» **TASK DIRECTIONS**
A full, exact copy of the records below is the required answer.

» **EXTRACTED INFORMATION**
========

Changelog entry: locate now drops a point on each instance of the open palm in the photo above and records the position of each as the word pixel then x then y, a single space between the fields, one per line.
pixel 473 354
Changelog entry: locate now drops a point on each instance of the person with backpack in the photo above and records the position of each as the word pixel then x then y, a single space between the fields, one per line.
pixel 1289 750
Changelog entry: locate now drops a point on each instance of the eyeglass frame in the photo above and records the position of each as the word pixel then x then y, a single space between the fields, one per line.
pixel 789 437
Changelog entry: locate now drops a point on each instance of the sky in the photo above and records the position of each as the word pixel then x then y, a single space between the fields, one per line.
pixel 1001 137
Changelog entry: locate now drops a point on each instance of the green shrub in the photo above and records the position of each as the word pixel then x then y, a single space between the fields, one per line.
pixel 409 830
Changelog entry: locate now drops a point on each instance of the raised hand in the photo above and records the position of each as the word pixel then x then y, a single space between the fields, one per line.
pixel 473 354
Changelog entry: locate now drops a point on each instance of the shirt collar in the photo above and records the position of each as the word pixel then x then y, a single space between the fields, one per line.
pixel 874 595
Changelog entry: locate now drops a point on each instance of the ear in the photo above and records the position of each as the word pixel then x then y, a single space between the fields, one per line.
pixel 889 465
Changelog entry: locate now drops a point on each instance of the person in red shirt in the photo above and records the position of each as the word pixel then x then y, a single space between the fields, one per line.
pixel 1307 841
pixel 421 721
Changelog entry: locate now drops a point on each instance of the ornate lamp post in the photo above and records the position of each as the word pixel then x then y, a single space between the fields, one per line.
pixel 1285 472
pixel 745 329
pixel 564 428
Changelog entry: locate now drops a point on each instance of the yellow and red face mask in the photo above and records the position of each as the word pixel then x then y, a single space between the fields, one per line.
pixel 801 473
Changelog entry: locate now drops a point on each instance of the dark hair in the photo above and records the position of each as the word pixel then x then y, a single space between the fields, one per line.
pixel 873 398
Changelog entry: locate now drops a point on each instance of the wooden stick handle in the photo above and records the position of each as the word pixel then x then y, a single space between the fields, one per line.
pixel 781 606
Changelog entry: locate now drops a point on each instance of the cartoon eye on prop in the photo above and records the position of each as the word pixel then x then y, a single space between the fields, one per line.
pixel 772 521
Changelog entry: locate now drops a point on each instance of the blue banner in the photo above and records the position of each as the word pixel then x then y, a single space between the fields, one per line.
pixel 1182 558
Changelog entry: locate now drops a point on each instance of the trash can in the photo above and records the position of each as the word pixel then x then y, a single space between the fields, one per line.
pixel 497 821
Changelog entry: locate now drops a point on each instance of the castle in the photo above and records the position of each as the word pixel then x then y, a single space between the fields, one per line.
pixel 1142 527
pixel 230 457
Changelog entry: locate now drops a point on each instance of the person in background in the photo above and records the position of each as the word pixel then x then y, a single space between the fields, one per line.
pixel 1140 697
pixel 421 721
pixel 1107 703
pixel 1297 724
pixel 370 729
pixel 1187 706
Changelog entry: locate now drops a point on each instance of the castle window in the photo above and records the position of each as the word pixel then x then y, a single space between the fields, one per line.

========

» **ANSWER BOX**
Changelog entry: locate now drops a point on each instance of the open palm in the photo above and records the position of each as the word pixel then x then y, a single space between the fields, one per line.
pixel 473 354
Changelog entry: locate now drops a point on each instance of the person with backpack in the photo above and records the position of each as the word pixel then x then y, a single space between the fields, one per line.
pixel 1289 750
Changelog entry: locate now drops a point on each instance of the eyeglass frame in the photo above and records the position of each as the word pixel then x then y, a single space between the fields, one per line.
pixel 789 437
Changelog entry: locate now drops a point on each instance of the sky in the photo above and records the position of each as the word pixel then x then y, a single space between the fields, one per line.
pixel 1001 137
Changelog entry: locate now drops a point on each instance of the green shrub in the photo above and records the position of each as the word pixel then x then y, a single space between the fields, one per line.
pixel 409 830
Changelog entry: locate now drops a point on each instance of the raised hand in the photo above and records the position of each as the word pixel then x then y, a single space between the fields, one per line.
pixel 473 354
Changelog entry: locate now drops a point on each instance of the shirt collar in the photo above and records the position of each as the word pixel then x then y, a single space between the fields, one per line.
pixel 874 595
Changelog entry: locate now drops a point on each instance of the ear in the photo above and records the position of each as the word pixel then x then y, a single space between the fields, one per line.
pixel 889 465
Changelog entry: locate now drops a point on each instance of the person in red shirt in the photo above and records the position of each as the word pixel then x then y, a single space between the fields, one per line.
pixel 1307 841
pixel 421 721
Changelog entry: locate now drops a point on each instance of the ornate lamp post in the photo above and records the position of each as the word pixel then x then y, a single space between the fields, one per line.
pixel 1285 472
pixel 745 329
pixel 564 428
Changelog entry: locate now drops a point on each instance of the yellow and red face mask in the photo above and records the position of each as the word pixel then x then y, a single space between the fields, one per line.
pixel 801 473
Changelog entry: locate now drops a point on each instance of the dark hair in the photo above and records the position of each as the word pixel then x then y, a single space between the fields, one per line.
pixel 873 398
Changelog entry: locate now drops a point on each instance of the wooden stick handle in the photo above and records the position of each as the word pixel then x then y, a single space between the fields, one per line.
pixel 781 606
Changelog entry: locate now drops a point on each instance of the cartoon eye on prop in the photo above and records the position of each as the word pixel then x then y, a single space between the fields, one per line.
pixel 772 521
Changelog entry: locate now drops a point on each instance of the blue banner in the photo above and records the position of each as the word pixel then x then y, a single space between the fields, one per line.
pixel 1182 558
Changelog entry: locate now drops a point on each instance of the trash can in the photo above and records the position of each as the word pixel then x then y, a single space between the fields, one per line.
pixel 497 821
Changelog entry: locate now drops a point on each instance of the castle in the photo above and records the position of each as the word pixel then x then y, a single space between the fields, one per line.
pixel 1142 527
pixel 230 457
Changelog entry: locate now drops a point on each instance of the person in background in the photo above and records the position of each as the word pixel then x then y, a single space between the fields, one per line.
pixel 1140 697
pixel 421 721
pixel 1107 703
pixel 1297 724
pixel 370 729
pixel 1187 706
Changelog entry: locate now drops a point on each instance of the castle window in the photo above and records the position of each as the word pixel then x then y, a single space between the fields, one per line.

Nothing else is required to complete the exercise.